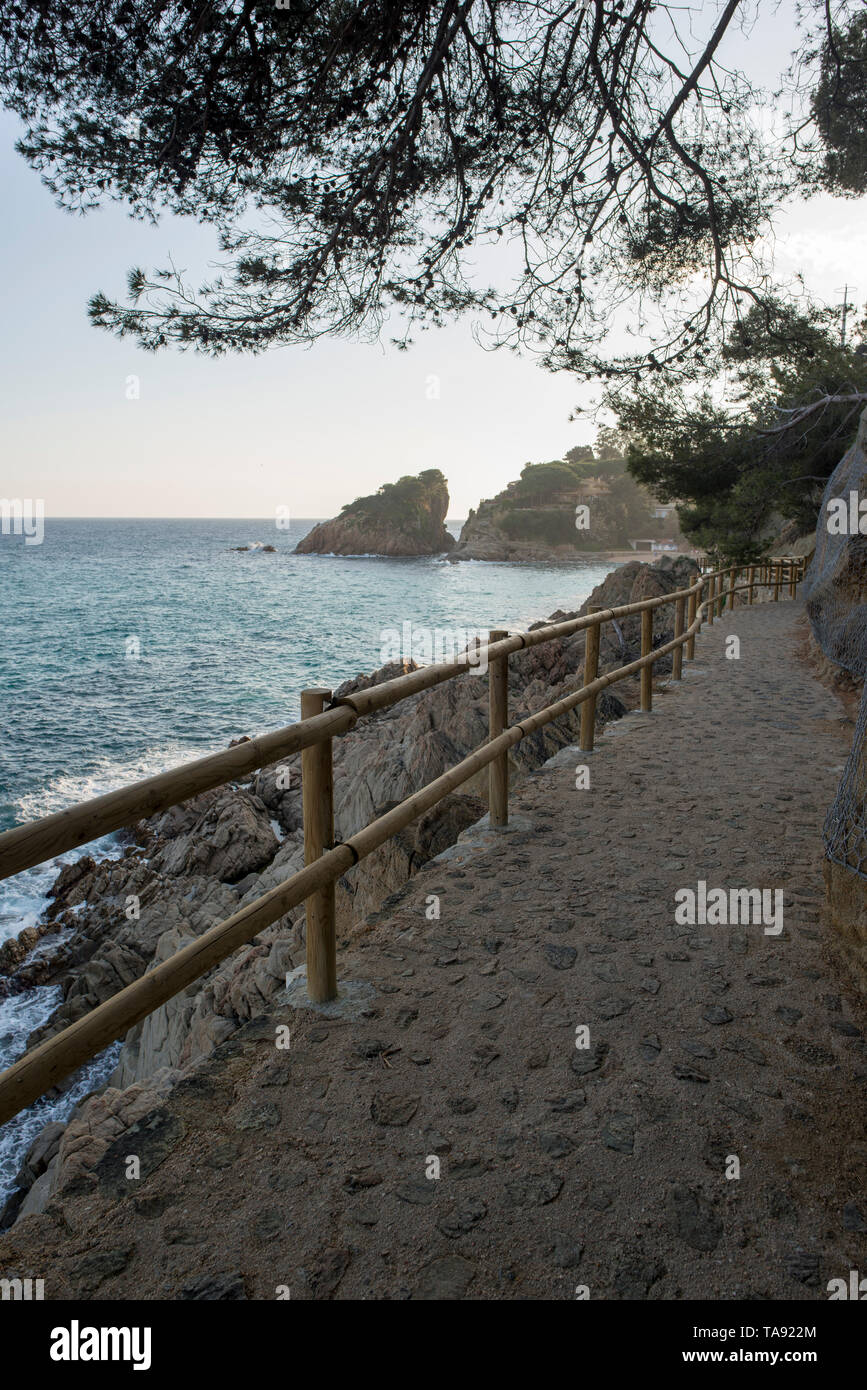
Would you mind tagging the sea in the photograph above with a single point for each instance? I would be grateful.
(129, 647)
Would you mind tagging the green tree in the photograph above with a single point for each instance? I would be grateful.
(353, 154)
(741, 455)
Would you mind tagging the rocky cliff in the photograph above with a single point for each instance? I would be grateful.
(837, 605)
(195, 865)
(405, 517)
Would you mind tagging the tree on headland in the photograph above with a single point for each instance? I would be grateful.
(354, 154)
(744, 452)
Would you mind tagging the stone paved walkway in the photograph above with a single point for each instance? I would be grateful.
(562, 1168)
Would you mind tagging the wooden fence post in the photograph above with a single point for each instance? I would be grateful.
(677, 656)
(591, 672)
(498, 715)
(317, 804)
(646, 685)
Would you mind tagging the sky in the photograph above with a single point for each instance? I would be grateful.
(302, 428)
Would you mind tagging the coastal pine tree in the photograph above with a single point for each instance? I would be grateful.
(356, 156)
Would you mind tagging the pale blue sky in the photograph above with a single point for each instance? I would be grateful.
(302, 428)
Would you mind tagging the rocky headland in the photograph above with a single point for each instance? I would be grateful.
(537, 517)
(405, 517)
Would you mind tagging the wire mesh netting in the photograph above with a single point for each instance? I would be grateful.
(837, 602)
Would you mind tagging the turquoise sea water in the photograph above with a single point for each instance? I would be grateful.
(129, 647)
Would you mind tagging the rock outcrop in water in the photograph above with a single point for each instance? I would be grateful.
(197, 863)
(405, 517)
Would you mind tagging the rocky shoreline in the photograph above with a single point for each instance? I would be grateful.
(182, 872)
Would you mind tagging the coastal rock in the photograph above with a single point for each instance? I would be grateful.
(534, 519)
(405, 517)
(228, 836)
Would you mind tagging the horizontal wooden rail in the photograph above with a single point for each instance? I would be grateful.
(63, 1054)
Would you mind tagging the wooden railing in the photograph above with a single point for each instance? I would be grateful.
(324, 719)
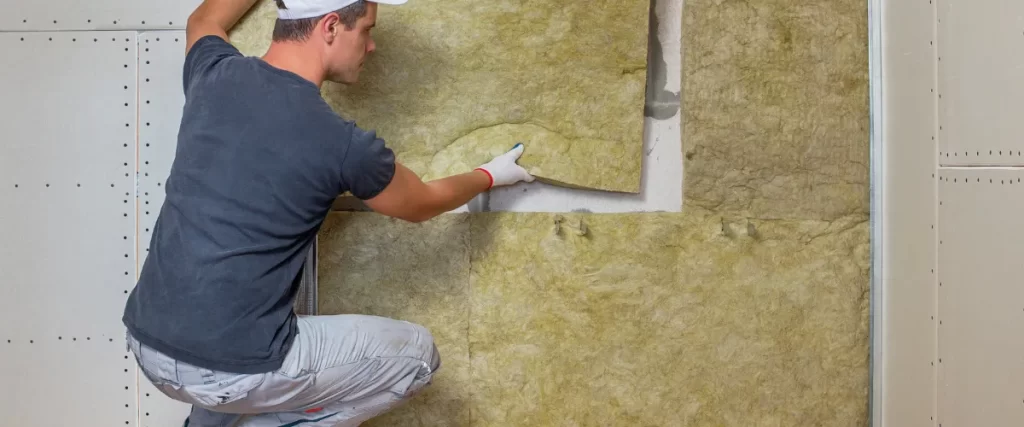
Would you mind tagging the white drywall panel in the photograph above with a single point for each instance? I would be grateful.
(905, 303)
(94, 14)
(981, 89)
(67, 224)
(981, 297)
(161, 59)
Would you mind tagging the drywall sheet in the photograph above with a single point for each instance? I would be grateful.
(456, 82)
(67, 227)
(161, 58)
(981, 93)
(775, 103)
(981, 301)
(906, 219)
(617, 319)
(371, 264)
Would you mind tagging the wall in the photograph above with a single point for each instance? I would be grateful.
(751, 307)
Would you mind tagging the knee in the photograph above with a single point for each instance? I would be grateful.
(427, 349)
(434, 361)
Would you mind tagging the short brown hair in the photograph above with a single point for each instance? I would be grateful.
(298, 30)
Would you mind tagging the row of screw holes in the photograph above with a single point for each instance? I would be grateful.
(990, 180)
(990, 153)
(90, 22)
(127, 125)
(75, 39)
(60, 338)
(932, 417)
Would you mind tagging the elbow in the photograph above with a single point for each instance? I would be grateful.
(417, 218)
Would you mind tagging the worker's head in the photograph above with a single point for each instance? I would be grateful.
(337, 30)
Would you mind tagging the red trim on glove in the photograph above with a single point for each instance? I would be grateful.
(491, 177)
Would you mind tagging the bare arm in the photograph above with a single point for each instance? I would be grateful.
(214, 17)
(410, 199)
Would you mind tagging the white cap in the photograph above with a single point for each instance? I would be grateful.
(298, 9)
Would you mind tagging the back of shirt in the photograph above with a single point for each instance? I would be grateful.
(260, 159)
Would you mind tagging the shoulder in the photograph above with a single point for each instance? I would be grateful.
(211, 46)
(206, 54)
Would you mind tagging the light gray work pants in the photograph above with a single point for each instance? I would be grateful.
(341, 371)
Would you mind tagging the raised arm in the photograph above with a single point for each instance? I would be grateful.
(214, 17)
(410, 199)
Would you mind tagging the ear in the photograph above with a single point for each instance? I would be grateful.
(330, 27)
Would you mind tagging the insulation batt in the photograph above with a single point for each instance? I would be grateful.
(454, 83)
(750, 308)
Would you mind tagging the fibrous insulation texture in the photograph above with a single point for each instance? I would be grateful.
(775, 108)
(454, 83)
(662, 319)
(750, 308)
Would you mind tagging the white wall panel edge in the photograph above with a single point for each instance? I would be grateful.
(875, 19)
(904, 194)
(68, 168)
(981, 94)
(161, 98)
(981, 300)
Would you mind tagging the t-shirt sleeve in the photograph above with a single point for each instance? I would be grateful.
(368, 166)
(205, 54)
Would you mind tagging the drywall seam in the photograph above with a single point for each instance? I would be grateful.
(876, 24)
(936, 153)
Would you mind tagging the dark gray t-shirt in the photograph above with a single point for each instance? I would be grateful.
(260, 159)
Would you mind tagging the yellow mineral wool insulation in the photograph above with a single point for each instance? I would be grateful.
(775, 103)
(455, 82)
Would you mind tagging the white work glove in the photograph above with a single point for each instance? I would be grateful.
(504, 170)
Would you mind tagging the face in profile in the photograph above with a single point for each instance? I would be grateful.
(349, 48)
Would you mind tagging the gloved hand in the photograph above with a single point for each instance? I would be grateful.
(504, 170)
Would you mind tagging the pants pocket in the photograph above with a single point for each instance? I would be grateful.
(222, 388)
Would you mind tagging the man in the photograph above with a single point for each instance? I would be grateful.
(260, 158)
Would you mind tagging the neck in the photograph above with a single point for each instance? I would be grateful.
(296, 57)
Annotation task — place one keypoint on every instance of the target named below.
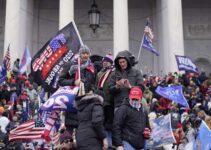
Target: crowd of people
(113, 110)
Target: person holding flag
(72, 76)
(146, 41)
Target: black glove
(73, 69)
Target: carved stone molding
(104, 32)
(197, 31)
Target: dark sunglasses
(68, 140)
(135, 99)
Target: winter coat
(90, 133)
(133, 75)
(67, 79)
(108, 99)
(129, 124)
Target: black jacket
(91, 132)
(133, 75)
(65, 79)
(129, 124)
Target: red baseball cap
(135, 93)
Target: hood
(123, 54)
(89, 99)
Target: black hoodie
(133, 75)
(91, 132)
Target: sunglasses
(68, 141)
(135, 99)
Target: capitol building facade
(180, 27)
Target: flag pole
(139, 52)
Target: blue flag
(203, 140)
(147, 41)
(173, 93)
(3, 73)
(161, 132)
(63, 99)
(186, 64)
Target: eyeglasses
(68, 140)
(135, 99)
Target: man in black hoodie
(131, 123)
(124, 78)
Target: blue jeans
(128, 146)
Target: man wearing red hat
(131, 123)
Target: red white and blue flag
(186, 64)
(29, 130)
(25, 61)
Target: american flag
(7, 59)
(29, 130)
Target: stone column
(121, 34)
(18, 27)
(66, 12)
(170, 34)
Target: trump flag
(186, 64)
(173, 93)
(49, 61)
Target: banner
(186, 64)
(63, 99)
(49, 61)
(161, 132)
(173, 93)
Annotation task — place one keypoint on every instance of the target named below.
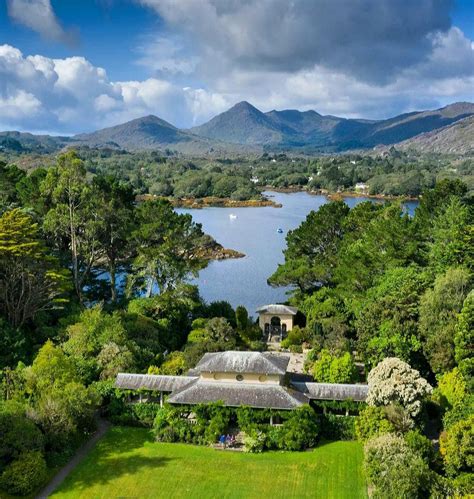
——
Everything in the records is to be repeated verbatim except the pictures.

Would you mind tagging the sea in the photograph above with a single point for each instance? I would be grateful.
(129, 647)
Would you mind tagging the green tree in the photograph above with a single point for each instance? I would be grateful.
(353, 154)
(741, 455)
Would you mind tagging the rocky cliff in the photograph above with a single point for each instance? I would be grateful.
(837, 605)
(195, 865)
(405, 517)
Would you mind tagging the tree on headland in the photograph above with a single point for each instance? I would be grateful.
(354, 154)
(744, 452)
Would you mind tagging the stone paved walkway in the photograph above with a single point for each instance? I would be grateful.
(562, 1168)
Would you mind tagging the wooden fence post in the photograph above with a single point for each instance? I would be grateful.
(677, 656)
(591, 672)
(498, 715)
(317, 804)
(646, 685)
Would you mind tagging the sky in the photograph above with a single point for each instance? I would be grateful.
(302, 428)
Would you mind tagging the coastal pine tree in the photograph above with a single point for each instance? I would be grateful.
(356, 156)
Would you mind tagging the pale blue sky in the photograph above with a single point for each instance? I would be grateful.
(302, 428)
Would you mind tagging the rocky headland in the photograph above with a single point for each instance? I would be grateful.
(537, 517)
(405, 517)
Would you mind tagging the wire mesh netting in the photograph above with a single point for each instance? I would be grateful.
(837, 602)
Would you mind tagging the turquoise sea water in the photograph above with a single point for each instance? I would be grateful.
(129, 647)
Would you mind tagging the rock outcrop in water in the photograph above with a single point for each instance? I would be grateful.
(197, 863)
(405, 517)
Would you mind tagging the rocky shoreline in the photograph above with a single point for each instance? I would be grateful.
(182, 872)
Would you mind tagging the coastal rock in the photograph above with a single point for each instance? I would be grateful.
(534, 519)
(405, 517)
(228, 836)
Would you mind tagging the horizontal wooden rail in the photograph above with a single point for each instance? I would be grateful.
(63, 1054)
Would you mind tagging the wooden railing in the photograph above with a single point for each instance? I would be grateful.
(324, 719)
Would you mind tagging the white drywall panel in the photograph above with a single point for each instance? I would be grateful.
(905, 303)
(94, 14)
(981, 89)
(67, 224)
(981, 297)
(161, 59)
Would you mind tagging the drywall sheet in the photograph above with a single point for each instance? I would be grateful.
(456, 82)
(67, 227)
(161, 58)
(981, 93)
(775, 103)
(981, 301)
(906, 219)
(617, 319)
(371, 264)
Would you mind tagging the wall in the photograph above with a single point for each instance? I would be grateful.
(751, 307)
Would you mind tagging the knee in the photograph above with a single point for each instance? I would be grateful.
(427, 349)
(434, 361)
Would you mind tagging the short brown hair in the photograph above with a single point for each instance? I would be grateful.
(298, 30)
Would you mind tagging the row of screw holes in the photograph above with a single point for each instance? I would be grateful.
(990, 180)
(990, 153)
(90, 22)
(127, 125)
(75, 39)
(60, 338)
(932, 417)
Would you mind tagging the elbow in the photograph above with a single point for each instance? I would be grateful.
(417, 218)
Would you mind tagging the worker's head in the photograph above with a single point for each instance? I would be grateful.
(337, 30)
Would you mind tagging the red trim on glove in the photograph above with a single point for each instance? I would be grateful.
(491, 177)
Would you mind tagging the bare arm in the photograph above with a single point for each instance? I would be grateful.
(214, 17)
(410, 199)
Would you mind tagging the white cap in the photograph above with a single point for each instance? I would be grateful.
(298, 9)
Would you mind tagging the back of shirt in the photograph above with a single point for each instance? I would be grateful.
(260, 159)
Would you mind tagging the shoulder in the photograph above with a single point for each instance? I would be grateful.
(211, 46)
(206, 54)
Would you mind tagging the light gray work pants in the photograph above with a single point for each instance? I would be grateful.
(341, 371)
Would you mind tagging the raised arm in the photograph above with a single point for each instance? I would be grateful.
(214, 17)
(410, 199)
Would you mind tagging the ear in the photograph above with a single point for each instance? I would be grateful.
(330, 27)
Would you mind tagging the insulation batt in the photograph above with a single point for each instance? I would be grateful.
(454, 83)
(750, 308)
Would you mind tagging the fibrous insulation texture in the photograph above with a single point for each instance? I would be grateful.
(775, 108)
(454, 83)
(662, 319)
(750, 308)
Would you mind tagging the white wall panel edge in the photograph above with a single point for each instance? I would be grateful.
(875, 19)
(904, 194)
(68, 168)
(981, 94)
(161, 98)
(981, 300)
Would you mind tagging the t-shirt sleeve in the photograph above with a single point for each instance? I would be grateful.
(368, 166)
(205, 54)
Would you mind tagging the drywall seam in the photograph above with a single point for each instance? I would be grateful.
(876, 24)
(936, 153)
Would you mind tagging the dark gray t-shirt in the photograph above with a single point for each instance? I would be grateful.
(260, 159)
Would you mind tagging the yellow mineral wool insulation in the photograph above with a single point for each instance? I would be grateful.
(775, 103)
(455, 82)
Would you mind tagging the white work glove in the photograph above with a single point for each instance? I would be grateful.
(504, 170)
Would you mind tagging the face in profile in the photograph above with a single point for each instance? I would be grateful.
(349, 48)
Would you mind tagging the gloved hand in the photograph above with a single point for each instance? I would be grateful.
(504, 170)
Would you mind tagging the pants pocket in the photograph above with a single point for each instance? I would be grateful.
(222, 388)
Would you mind tagging the man in the photograph above with a single point for each instance? I would be grateful.
(260, 158)
Would you mind tagging the neck in the photograph above with a single point for each instance? I would be grateful.
(296, 57)
Annotation task — place one keypoint on every instance of the target named below.
Target: crowd of people
(113, 110)
Target: person holding flag
(72, 76)
(146, 41)
Target: black glove
(73, 69)
Target: carved stone molding
(104, 32)
(197, 31)
Target: dark sunglasses
(68, 140)
(135, 99)
Target: winter coat
(90, 133)
(133, 75)
(67, 79)
(108, 99)
(129, 124)
Target: black jacket
(91, 132)
(133, 75)
(65, 79)
(129, 124)
Target: red baseball cap
(135, 93)
Target: hood
(123, 54)
(89, 99)
Target: black hoodie
(133, 75)
(91, 132)
Target: sunglasses
(68, 141)
(135, 99)
Target: capitol building facade
(180, 27)
Target: flag pole
(139, 52)
Target: blue flag
(203, 140)
(147, 41)
(173, 93)
(3, 73)
(161, 132)
(63, 99)
(186, 64)
Target: eyeglasses
(68, 140)
(135, 99)
Target: man in black hoodie
(131, 123)
(124, 78)
Target: blue jeans
(128, 146)
Target: man wearing red hat
(131, 123)
Target: red white and blue flag
(186, 64)
(29, 130)
(25, 61)
Target: american flag
(7, 59)
(29, 130)
Target: stone column
(121, 34)
(18, 27)
(66, 12)
(170, 34)
Target: trump flag
(186, 64)
(173, 93)
(49, 61)
Target: banner
(186, 64)
(63, 99)
(49, 61)
(161, 132)
(173, 93)
Annotation task — place one keypoint on every instance of the target named below.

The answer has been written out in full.